**PARTS OF THE EXERCISE:**
**A)** According to the text on parents of children with Down syndrome below, what did Hedov and colleagues find about the mothers they studied?
**B)** List every researcher named by surname in the text on parents of children with Down syndrome below.
**C)** Please reproduce the text on parents of children with Down syndrome below from "There is evidence" up to and including "is clearly needed.".

**GIVEN TEXT:**
=== Section Start ===

There is evidence that support by friends, relatives, and health care professionals plays an important role in assisting mothers in their role as parents of a child with a disability[74,75,76]. Van Riper found that maternal well-being and mothers' perceptions of family functioning were associated with their perceptions of the quality of the support they received from the professionals working with them and their child with Down syndrome. We have discussed the important role of perceived spousal support earlier, especially for mothers, and will not repeat this here. Other family members, particularly grandparents, play a central supporting role for many families. We know little, however, about their needs with respect to support. In addition, more work on understanding how best to provide support for fathers is clearly needed.
Economic resources contribute to individual and family well-being, and employment is the major source of these resources for most families. Employment contributes more than merely money to individuals, however. It also provides an important avenue of connection to the community, as well as an arena to demonstrate competence outside the parenting role.
There are a number of studies that have established that mothers of children with a disability are less involved in employment outside the home than are other mothers (see ref 79), although few studies have investigated this area specifically with respect to mothers of a child with Down syndrome. In one of the studies to do so, Hedov and colleagues found that this group of mothers were less engaged in outside work than were mothers of a child without a disability. Warfield reported that about two thirds of mothers of 5-year-old children with Down syndrome, motor impairment or developmental delay were employed, and that employment status did not vary with the child's type of disability, although more mothers of children with Down syndrome were employed full time. She further found that greater parenting demands related to greater absenteeism at work but not to lower levels of work quality. In contrast, greater interest in work and less work intensity were associated with lower parenting stress.
Thus, the relations among maternal employment, parenting demands, and workplace expectations are complex, and the needs of working parents of children with Down syndrome and other disabilities demand more investigation. The impact of differences in employment is also not clearly established. Shearn and Todd have identified a number of consequences for mothers including a curtailing of their ambitions. The role that employment outside the home (or lack of it) in mothers' lives requires more focused attention.
There appears to be little research on direct interventions aimed at reducing stress or increasing well-being in parents of a child with Down syndrome. In one report Greaves compared an eight week group program teaching from Rational Emotive Therapy with teaching related to Applied Behaviour Analysis and a no treatment comparison group. All mothers reported a reduction of stress arising from their responsibilities for the care and management of their child with Down syndrome over the course of the intervention. While there were significant improvements for the Rational Emotive Therapy group on some measures of stress immediately post training in contrast to both comparison groups, no follow-up data were able to be collected.
There is a well established association between the use escape-avoidance coping strategies and poorer outcomes for parents (for example ref 74) It seems that a more sophisticated view of problem solving strategies may be helpful if research is to provide assistance to families with a child with a disability. A closer examination of the helpfulness of which strategies under which circumstances is likely to be productive. There are some circumstances that cannot be changed and it may be less debilitating for parents to avoid thinking about that particular problem and to focus their problem solving on problems that are amenable to change. Both longitudinal studies of the benefits of certain problem solving approaches and systematic intervention studies are required to provide information to guide the practice of those providing direct services
What do we still need to know?
The review above has identified a number of issues that require further research if we are to have a thorough understanding of the impact of a child with Down syndrome on families as a system and on the individuals who make up that system. These will be briefly summarised here.

=== Section End ===

**DATASET RECORDS:**

=== Section Start ===

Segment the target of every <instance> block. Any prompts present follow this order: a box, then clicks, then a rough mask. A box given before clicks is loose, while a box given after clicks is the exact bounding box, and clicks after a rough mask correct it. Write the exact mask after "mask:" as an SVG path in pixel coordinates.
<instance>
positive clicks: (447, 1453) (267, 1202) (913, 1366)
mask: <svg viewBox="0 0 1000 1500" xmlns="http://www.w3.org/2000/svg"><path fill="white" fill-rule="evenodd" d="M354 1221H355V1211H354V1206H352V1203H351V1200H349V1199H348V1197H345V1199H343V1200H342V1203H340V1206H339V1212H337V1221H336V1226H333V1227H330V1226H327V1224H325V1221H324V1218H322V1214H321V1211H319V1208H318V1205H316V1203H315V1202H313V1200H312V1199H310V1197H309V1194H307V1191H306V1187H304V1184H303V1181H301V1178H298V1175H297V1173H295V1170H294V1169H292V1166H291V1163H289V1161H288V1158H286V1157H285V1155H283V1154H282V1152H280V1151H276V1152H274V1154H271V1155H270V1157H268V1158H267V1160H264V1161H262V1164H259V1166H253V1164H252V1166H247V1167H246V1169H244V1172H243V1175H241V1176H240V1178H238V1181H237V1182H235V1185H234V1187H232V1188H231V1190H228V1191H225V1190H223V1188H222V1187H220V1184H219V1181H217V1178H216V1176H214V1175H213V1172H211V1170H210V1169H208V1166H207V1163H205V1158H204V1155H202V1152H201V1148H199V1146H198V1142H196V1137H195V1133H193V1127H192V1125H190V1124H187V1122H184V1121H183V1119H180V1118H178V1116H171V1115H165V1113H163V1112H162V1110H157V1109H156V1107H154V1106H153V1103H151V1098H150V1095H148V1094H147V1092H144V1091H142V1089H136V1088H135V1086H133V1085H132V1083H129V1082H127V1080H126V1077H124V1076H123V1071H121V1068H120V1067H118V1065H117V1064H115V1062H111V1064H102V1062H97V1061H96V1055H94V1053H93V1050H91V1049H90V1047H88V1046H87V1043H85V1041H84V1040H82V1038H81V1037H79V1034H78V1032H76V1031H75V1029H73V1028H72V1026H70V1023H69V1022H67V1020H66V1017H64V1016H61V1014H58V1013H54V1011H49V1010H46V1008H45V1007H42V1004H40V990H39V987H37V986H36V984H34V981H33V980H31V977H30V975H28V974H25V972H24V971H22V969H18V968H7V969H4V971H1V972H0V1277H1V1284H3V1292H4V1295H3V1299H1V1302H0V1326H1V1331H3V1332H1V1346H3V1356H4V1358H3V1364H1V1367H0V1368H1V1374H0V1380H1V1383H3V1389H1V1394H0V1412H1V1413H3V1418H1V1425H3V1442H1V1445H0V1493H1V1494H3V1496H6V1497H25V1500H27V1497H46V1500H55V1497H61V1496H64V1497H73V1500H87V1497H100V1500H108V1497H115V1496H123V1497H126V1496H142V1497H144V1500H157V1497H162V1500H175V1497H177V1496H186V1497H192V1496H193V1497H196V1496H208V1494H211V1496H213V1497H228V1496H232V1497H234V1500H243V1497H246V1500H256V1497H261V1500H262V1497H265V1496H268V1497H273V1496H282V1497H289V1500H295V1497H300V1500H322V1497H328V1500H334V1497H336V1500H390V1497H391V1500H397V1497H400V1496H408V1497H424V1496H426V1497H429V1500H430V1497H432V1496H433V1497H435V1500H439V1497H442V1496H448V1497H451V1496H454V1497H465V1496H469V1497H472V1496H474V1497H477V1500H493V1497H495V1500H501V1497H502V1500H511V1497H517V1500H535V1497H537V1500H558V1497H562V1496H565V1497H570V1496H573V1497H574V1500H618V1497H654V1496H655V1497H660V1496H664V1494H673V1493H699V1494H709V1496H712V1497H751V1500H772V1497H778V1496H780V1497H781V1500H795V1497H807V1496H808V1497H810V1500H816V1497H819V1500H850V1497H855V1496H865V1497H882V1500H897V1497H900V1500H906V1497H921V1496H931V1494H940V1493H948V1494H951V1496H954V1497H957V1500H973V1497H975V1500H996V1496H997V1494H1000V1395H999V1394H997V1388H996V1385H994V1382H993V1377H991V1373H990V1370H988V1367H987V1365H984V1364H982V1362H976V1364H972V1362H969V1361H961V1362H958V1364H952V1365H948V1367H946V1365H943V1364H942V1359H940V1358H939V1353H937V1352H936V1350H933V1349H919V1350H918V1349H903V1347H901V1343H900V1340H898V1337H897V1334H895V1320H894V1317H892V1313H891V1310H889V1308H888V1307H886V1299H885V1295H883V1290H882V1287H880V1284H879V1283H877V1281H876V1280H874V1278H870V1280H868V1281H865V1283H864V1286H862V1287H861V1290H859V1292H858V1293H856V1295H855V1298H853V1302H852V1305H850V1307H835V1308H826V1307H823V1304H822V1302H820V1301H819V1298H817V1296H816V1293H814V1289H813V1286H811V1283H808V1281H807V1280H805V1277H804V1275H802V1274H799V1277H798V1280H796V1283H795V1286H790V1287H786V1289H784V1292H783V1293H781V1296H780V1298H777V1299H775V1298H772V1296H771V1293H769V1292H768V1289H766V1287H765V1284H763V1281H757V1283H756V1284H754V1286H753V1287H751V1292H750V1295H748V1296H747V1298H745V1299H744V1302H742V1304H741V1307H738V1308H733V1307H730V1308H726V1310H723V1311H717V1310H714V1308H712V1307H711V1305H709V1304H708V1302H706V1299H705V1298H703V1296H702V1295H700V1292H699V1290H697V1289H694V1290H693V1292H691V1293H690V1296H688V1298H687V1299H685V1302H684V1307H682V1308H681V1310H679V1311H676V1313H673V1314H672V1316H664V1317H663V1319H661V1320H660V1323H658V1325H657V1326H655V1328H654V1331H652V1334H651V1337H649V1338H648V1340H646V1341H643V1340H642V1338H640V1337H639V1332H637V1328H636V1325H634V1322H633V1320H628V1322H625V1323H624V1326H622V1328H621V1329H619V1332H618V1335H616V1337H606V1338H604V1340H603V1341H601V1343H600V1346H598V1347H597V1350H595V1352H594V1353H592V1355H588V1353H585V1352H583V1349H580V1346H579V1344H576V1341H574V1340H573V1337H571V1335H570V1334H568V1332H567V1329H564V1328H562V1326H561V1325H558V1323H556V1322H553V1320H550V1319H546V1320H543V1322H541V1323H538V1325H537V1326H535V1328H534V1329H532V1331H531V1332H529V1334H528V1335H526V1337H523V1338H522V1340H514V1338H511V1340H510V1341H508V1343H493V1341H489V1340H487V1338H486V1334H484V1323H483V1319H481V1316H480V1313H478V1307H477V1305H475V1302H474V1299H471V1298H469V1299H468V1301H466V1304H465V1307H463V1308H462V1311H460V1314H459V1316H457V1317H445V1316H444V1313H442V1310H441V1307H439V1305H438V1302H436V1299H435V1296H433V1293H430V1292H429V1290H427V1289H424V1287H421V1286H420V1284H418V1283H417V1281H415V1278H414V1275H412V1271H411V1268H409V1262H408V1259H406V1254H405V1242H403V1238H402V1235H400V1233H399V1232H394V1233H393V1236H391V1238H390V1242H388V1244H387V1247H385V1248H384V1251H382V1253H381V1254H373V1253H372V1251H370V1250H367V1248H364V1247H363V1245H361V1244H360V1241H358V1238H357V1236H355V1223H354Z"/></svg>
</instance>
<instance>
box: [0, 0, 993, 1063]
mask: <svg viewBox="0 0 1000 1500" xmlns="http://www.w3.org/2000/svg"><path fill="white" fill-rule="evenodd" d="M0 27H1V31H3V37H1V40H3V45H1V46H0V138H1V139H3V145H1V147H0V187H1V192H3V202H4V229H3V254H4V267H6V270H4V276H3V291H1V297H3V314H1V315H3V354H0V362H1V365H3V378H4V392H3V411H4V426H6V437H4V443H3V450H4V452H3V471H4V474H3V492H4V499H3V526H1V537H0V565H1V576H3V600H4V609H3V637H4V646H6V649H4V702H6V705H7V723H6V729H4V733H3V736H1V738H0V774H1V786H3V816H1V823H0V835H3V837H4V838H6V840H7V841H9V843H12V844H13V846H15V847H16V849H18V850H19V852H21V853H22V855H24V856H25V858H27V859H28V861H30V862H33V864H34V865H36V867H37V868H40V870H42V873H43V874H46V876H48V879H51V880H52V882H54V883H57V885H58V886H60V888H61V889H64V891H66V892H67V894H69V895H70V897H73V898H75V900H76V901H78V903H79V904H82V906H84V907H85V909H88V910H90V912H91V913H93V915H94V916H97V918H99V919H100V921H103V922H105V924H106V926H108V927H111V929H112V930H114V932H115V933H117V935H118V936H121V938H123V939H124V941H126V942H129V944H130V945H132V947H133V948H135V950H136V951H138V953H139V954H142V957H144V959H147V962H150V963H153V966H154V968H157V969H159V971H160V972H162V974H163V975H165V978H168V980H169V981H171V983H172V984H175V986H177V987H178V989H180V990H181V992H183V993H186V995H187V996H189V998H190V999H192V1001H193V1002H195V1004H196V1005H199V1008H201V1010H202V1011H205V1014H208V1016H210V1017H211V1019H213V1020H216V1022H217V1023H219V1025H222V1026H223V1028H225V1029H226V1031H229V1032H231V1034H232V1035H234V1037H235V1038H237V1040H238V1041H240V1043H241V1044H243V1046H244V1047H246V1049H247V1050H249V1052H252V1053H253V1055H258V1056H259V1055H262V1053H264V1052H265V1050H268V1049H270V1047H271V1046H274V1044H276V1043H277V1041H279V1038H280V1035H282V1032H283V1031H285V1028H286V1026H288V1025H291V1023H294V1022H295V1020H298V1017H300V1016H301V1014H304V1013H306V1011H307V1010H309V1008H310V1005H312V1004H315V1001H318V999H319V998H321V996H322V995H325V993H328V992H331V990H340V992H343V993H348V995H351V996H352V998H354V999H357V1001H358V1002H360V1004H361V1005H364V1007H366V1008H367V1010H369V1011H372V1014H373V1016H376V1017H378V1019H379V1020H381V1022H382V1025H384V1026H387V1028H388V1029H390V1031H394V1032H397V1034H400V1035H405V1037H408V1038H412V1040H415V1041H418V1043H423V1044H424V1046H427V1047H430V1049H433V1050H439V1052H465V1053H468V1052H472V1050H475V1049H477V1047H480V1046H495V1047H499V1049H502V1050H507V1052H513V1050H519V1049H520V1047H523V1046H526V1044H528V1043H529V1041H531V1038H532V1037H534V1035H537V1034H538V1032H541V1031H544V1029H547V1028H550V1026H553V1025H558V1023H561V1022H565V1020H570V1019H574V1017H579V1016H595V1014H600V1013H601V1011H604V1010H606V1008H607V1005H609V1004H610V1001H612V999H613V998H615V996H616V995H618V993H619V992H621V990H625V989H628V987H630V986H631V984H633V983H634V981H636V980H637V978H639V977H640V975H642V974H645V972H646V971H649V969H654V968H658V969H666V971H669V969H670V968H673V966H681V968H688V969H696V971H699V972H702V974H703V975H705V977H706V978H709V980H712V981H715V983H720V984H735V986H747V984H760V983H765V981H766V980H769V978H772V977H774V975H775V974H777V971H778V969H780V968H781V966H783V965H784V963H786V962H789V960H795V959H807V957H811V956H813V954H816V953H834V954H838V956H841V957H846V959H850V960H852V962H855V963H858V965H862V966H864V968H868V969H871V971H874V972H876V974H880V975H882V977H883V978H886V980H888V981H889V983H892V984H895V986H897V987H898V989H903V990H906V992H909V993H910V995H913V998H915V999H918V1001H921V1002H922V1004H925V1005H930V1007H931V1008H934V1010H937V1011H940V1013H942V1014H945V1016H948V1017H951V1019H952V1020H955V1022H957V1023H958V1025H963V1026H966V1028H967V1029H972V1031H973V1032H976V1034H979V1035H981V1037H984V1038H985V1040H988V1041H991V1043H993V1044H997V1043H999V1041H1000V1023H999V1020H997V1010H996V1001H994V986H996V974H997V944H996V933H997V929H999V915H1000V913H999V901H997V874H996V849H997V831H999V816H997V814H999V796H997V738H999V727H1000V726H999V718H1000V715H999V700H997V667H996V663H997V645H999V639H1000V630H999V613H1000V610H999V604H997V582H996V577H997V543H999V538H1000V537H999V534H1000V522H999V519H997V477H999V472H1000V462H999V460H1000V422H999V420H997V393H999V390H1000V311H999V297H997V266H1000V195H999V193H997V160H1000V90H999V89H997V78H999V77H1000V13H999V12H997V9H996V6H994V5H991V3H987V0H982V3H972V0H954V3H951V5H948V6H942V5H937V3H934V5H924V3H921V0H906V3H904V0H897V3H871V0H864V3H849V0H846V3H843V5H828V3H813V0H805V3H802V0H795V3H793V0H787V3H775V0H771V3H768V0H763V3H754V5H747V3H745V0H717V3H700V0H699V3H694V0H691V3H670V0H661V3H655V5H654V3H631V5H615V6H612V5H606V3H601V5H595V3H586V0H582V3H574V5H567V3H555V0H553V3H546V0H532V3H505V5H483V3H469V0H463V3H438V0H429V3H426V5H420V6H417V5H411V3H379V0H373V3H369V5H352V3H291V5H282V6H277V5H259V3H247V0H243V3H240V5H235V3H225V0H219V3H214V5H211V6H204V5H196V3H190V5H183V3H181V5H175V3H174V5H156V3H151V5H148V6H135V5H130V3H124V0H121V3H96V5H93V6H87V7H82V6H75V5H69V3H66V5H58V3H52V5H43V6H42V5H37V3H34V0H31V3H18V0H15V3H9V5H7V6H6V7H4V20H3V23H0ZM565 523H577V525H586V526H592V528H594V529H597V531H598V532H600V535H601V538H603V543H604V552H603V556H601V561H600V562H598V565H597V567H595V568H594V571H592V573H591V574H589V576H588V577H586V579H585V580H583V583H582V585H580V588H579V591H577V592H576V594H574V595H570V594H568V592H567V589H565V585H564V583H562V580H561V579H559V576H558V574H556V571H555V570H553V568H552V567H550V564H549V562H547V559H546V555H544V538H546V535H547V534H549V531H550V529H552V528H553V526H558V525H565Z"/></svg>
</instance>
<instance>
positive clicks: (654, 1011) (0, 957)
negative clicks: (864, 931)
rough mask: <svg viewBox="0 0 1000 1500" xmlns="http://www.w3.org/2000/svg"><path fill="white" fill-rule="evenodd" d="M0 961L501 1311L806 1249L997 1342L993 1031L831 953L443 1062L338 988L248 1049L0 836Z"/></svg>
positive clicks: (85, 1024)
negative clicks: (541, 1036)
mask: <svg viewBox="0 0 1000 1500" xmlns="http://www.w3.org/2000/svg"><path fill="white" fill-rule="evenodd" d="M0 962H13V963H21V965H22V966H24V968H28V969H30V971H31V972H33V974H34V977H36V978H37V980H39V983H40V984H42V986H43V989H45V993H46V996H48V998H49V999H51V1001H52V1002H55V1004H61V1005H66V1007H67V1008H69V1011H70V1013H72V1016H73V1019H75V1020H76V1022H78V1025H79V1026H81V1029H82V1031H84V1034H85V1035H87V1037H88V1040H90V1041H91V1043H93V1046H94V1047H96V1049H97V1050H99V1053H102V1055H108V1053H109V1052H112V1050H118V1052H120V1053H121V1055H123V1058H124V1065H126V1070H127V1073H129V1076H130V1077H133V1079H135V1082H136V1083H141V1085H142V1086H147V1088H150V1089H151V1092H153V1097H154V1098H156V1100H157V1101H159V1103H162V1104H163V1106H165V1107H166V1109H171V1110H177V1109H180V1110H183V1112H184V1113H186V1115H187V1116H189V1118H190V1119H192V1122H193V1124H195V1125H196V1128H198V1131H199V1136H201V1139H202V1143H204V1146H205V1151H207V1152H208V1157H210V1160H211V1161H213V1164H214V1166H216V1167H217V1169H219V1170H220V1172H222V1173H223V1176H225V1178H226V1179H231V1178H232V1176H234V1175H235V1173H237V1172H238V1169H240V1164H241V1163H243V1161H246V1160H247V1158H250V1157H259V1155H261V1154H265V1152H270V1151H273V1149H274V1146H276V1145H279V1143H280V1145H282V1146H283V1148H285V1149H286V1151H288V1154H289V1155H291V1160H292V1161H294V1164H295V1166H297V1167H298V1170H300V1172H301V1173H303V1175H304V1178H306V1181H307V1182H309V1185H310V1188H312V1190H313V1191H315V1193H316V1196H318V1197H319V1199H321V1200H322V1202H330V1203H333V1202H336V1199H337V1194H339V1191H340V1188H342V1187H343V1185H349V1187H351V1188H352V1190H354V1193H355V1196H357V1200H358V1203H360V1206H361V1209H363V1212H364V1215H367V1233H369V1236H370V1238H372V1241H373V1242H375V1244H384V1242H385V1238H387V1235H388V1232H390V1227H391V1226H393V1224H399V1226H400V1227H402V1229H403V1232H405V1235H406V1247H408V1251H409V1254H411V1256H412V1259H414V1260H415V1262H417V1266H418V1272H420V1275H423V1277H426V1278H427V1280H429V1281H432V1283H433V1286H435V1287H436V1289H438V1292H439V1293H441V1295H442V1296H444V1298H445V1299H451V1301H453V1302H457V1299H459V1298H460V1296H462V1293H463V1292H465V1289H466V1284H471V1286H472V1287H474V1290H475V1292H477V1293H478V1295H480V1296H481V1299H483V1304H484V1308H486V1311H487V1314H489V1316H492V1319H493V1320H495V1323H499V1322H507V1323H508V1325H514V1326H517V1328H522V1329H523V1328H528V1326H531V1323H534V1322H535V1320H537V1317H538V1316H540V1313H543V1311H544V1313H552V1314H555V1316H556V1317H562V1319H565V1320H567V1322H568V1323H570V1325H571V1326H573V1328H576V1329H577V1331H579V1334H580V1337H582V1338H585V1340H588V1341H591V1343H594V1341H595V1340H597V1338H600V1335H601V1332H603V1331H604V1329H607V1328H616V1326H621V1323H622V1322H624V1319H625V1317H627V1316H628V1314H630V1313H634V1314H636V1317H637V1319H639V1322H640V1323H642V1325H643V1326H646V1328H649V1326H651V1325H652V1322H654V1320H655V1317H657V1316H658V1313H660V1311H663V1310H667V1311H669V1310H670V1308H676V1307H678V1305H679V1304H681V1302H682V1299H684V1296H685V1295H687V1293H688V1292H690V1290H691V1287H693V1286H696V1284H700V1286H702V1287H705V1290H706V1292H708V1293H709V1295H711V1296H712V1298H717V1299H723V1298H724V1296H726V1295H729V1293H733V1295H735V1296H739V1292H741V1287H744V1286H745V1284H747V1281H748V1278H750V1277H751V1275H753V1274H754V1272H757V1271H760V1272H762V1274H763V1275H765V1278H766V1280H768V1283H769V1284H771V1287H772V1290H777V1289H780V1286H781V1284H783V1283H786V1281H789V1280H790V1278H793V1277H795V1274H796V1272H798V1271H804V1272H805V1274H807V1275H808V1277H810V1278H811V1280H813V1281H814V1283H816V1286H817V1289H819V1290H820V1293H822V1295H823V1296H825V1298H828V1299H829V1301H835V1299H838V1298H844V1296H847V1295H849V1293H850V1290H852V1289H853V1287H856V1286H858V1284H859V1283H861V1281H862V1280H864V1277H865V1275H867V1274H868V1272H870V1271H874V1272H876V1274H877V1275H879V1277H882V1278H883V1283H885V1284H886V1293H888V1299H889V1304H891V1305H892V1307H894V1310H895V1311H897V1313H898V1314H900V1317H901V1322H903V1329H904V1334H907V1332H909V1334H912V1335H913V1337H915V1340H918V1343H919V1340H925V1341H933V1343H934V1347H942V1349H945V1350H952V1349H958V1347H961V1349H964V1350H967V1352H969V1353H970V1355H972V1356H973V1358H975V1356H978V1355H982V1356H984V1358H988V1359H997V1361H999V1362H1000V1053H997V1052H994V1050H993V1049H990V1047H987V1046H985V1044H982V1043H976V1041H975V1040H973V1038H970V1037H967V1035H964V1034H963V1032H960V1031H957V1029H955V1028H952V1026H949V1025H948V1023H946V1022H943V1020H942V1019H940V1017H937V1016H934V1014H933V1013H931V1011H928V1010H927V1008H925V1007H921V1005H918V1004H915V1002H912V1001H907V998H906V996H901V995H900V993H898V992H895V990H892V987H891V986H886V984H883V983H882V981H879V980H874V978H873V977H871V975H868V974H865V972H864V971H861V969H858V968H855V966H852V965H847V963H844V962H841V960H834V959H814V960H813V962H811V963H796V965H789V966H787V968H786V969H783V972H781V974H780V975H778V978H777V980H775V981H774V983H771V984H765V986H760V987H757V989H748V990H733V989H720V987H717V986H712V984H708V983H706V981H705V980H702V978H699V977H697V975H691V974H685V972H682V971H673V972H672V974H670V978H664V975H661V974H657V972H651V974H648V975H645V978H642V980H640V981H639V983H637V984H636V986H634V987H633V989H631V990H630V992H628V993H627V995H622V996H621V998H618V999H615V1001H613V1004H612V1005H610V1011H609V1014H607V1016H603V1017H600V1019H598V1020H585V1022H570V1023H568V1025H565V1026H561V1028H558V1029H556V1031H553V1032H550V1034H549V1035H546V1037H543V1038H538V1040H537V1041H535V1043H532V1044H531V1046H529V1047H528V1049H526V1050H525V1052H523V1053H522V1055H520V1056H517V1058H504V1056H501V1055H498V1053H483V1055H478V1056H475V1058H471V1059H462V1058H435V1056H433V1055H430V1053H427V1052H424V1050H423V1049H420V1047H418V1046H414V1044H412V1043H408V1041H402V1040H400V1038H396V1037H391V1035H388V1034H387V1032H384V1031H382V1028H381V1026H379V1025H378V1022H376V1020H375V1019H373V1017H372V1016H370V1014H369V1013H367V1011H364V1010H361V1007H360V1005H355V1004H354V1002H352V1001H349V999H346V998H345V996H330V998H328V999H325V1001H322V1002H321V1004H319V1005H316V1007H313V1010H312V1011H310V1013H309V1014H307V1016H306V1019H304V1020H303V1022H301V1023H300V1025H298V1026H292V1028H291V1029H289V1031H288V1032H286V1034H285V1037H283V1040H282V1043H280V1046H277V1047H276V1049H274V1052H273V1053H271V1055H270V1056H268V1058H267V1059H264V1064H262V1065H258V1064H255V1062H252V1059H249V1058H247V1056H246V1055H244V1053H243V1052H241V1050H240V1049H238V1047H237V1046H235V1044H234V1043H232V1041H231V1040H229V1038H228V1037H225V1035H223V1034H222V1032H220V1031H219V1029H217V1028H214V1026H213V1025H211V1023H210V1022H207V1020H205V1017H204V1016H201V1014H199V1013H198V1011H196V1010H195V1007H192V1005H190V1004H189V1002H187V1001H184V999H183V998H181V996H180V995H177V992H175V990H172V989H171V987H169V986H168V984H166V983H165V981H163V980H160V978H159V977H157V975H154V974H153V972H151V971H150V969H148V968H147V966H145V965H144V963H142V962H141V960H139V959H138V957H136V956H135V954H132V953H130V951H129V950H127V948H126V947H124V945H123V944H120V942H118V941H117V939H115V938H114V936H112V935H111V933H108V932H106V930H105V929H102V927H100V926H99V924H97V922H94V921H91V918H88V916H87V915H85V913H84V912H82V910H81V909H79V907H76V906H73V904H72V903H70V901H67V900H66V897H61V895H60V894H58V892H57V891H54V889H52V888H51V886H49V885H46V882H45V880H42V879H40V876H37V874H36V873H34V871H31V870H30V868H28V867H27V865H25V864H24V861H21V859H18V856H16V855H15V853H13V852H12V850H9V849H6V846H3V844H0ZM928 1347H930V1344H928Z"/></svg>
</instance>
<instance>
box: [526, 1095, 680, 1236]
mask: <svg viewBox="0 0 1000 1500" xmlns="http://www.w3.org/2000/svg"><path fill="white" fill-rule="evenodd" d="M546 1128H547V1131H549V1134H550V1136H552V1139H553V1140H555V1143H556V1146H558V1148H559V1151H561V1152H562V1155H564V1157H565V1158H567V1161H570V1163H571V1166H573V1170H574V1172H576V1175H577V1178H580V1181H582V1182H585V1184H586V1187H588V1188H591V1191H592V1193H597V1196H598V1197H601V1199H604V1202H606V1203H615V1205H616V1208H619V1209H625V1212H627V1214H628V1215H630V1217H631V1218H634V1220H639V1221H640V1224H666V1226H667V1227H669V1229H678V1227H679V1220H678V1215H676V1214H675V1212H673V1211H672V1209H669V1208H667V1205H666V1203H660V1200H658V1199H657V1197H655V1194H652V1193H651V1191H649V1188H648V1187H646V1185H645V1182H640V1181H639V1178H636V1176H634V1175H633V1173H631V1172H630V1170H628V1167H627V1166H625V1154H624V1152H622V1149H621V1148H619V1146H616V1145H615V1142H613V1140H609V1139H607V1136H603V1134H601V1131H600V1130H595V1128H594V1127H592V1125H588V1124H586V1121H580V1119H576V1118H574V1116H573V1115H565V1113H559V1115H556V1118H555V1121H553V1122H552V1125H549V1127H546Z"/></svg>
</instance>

=== Section End ===

**TASK-BY-TASK ANSWERS:**
**A)** They found that mothers of a child with Down syndrome were less engaged in outside work than mothers of a child without a disability.

**B)** Van Riper, Hedov, Warfield, Shearn, Todd, Greaves

**C)**
There is evidence that support by friends, relatives, and health care professionals plays an important role in assisting mothers in their role as parents of a child with a disability[74,75,76]. Van Riper found that maternal well-being and mothers' perceptions of family functioning were associated with their perceptions of the quality of the support they received from the professionals working with them and their child with Down syndrome. We have discussed the important role of perceived spousal support earlier, especially for mothers, and will not repeat this here. Other family members, particularly grandparents, play a central supporting role for many families. We know little, however, about their needs with respect to support. In addition, more work on understanding how best to provide support for fathers is clearly needed.